<<<<
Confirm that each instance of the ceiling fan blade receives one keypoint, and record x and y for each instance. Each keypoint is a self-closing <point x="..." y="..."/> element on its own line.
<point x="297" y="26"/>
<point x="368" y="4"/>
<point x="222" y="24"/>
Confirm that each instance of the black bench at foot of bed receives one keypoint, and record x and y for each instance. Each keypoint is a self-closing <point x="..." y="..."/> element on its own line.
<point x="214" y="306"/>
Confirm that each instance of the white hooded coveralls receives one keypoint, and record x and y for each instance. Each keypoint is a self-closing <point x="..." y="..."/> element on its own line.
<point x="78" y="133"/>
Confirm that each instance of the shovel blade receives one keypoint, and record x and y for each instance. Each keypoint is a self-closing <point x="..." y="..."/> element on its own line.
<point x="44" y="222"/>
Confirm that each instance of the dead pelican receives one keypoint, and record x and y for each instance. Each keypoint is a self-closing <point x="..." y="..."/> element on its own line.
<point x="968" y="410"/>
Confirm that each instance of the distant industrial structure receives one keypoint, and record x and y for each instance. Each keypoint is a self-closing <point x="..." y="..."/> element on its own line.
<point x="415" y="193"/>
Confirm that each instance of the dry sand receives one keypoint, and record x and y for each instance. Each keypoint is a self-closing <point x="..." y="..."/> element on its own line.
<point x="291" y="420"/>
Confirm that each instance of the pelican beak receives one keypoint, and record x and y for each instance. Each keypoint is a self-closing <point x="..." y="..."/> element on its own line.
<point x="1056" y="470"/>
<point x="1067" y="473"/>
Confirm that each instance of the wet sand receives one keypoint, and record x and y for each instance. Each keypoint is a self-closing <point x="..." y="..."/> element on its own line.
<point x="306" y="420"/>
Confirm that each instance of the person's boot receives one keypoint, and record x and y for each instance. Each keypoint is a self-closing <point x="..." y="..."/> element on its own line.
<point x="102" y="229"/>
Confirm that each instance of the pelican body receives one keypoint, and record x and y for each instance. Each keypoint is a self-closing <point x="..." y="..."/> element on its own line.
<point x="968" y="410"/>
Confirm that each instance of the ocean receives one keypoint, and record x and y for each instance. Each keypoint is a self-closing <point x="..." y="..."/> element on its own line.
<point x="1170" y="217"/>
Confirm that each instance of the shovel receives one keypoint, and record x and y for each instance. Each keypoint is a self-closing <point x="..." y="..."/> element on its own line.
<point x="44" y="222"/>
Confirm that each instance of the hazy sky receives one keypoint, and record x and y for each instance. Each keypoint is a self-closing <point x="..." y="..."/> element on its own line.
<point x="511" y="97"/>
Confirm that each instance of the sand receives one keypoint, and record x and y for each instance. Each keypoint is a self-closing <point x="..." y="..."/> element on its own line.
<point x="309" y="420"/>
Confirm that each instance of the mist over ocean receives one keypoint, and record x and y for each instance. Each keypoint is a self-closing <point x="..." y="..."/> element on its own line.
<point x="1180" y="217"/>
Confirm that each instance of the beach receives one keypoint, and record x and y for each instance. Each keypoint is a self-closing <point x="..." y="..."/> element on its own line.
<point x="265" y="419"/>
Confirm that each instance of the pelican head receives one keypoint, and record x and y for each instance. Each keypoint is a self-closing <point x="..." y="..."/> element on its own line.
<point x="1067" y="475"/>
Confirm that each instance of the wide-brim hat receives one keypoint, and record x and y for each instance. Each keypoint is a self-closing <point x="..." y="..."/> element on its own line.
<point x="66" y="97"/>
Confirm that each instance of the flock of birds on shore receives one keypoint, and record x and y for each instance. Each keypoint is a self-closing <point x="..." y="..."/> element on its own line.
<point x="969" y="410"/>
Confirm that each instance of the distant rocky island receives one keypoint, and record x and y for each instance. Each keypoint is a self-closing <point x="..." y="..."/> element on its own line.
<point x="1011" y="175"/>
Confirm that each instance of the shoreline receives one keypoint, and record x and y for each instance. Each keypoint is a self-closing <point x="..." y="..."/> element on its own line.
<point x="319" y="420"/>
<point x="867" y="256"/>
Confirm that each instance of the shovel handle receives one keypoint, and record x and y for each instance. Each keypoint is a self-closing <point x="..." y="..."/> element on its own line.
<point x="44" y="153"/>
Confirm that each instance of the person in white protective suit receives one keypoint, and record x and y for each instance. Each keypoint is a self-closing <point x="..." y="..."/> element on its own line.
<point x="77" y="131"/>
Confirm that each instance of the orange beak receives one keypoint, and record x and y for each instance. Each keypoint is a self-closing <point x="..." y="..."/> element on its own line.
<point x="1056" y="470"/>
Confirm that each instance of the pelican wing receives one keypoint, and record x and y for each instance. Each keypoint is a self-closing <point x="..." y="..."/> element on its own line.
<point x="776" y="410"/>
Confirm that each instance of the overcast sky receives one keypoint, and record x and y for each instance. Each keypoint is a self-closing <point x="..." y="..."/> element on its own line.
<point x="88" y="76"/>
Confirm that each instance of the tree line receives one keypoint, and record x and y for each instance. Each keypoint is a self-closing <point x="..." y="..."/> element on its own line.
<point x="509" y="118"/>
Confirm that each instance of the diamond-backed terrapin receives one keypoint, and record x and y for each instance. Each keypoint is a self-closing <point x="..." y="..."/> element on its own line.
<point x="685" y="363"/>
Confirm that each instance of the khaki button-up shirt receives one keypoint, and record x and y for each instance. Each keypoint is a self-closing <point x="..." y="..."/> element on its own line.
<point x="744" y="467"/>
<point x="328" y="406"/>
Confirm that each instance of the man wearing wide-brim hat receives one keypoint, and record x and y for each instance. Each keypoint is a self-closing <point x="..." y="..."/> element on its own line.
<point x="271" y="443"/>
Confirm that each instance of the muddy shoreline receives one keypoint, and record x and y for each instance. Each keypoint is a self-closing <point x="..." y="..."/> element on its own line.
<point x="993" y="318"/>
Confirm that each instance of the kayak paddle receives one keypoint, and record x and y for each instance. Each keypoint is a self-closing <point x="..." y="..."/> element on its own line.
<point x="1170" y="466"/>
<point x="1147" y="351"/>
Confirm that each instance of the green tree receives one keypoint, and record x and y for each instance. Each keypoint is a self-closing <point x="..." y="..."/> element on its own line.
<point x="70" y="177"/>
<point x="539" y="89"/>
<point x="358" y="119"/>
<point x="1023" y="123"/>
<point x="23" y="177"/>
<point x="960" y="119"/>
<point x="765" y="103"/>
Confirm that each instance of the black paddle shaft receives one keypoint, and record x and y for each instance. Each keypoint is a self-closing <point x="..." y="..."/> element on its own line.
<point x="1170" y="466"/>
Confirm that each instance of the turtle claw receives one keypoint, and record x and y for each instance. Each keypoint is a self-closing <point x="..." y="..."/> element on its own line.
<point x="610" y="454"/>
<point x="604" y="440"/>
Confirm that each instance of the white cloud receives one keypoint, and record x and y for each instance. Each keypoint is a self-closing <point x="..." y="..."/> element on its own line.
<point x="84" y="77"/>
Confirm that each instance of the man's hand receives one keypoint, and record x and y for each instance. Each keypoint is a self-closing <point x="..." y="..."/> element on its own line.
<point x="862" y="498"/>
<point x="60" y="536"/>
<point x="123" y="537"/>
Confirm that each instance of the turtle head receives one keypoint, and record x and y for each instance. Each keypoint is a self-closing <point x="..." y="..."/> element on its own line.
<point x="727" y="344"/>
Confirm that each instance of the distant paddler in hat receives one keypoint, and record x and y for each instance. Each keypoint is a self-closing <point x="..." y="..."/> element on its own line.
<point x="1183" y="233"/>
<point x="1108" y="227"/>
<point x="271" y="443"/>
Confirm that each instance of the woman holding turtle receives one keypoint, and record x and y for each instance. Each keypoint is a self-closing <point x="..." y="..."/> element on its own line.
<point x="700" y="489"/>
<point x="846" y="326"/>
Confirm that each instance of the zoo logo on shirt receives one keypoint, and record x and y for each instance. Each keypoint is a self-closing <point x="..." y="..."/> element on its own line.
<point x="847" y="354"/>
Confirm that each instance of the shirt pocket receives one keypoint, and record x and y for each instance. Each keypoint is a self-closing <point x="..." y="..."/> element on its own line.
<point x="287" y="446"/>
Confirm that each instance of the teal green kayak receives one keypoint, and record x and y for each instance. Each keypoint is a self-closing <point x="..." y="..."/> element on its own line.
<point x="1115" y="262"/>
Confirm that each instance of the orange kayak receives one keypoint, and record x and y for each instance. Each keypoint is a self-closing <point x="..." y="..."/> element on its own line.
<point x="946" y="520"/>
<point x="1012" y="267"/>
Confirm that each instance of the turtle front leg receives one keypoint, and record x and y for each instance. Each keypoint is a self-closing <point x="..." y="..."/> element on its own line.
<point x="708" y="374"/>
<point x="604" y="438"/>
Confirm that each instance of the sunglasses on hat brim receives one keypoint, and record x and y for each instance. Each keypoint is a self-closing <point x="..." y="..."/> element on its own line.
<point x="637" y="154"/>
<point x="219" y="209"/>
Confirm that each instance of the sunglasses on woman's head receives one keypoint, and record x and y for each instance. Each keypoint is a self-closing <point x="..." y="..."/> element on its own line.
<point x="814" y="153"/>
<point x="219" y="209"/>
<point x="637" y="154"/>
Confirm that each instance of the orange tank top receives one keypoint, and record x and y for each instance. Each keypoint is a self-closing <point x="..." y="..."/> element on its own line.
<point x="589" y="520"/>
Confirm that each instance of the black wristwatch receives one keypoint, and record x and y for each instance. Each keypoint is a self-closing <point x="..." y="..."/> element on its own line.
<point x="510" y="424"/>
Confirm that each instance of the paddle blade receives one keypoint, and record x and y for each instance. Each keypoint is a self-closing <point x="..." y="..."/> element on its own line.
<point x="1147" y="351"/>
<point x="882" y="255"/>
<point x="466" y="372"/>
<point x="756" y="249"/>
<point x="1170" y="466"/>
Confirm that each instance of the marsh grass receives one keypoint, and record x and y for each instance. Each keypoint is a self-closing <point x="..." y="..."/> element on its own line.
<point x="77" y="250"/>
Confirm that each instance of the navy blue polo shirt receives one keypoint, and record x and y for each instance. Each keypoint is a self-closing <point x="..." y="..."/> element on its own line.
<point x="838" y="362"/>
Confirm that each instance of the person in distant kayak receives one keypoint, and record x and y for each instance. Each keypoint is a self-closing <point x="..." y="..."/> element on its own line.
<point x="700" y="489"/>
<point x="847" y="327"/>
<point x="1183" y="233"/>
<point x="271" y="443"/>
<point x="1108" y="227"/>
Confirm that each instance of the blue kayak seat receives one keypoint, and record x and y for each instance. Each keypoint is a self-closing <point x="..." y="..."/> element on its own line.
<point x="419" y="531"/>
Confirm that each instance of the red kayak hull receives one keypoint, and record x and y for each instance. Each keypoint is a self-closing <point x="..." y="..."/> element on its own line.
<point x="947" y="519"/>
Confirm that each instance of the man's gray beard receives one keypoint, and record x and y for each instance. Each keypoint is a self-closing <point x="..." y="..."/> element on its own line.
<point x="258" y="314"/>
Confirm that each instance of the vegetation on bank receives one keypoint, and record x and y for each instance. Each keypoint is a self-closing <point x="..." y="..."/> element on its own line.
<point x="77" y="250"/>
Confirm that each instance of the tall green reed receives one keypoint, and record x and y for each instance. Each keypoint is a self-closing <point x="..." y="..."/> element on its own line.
>>>>
EXERCISE
Print the items again word for word, starting with the line that contains "Confirm that each instance of the vegetation" and continuing through the end of the items.

WRITTEN SOLUTION
Confirm that each instance of the vegetation on bank receives one keypoint, and record x and y for each instance. Each keypoint is a self-closing <point x="..." y="..."/> element on its own line.
<point x="77" y="250"/>
Confirm that each instance of the tall green reed receives one keypoint, and record x and y for each instance. Each keypoint is a self-closing <point x="..." y="..."/> element on its own line.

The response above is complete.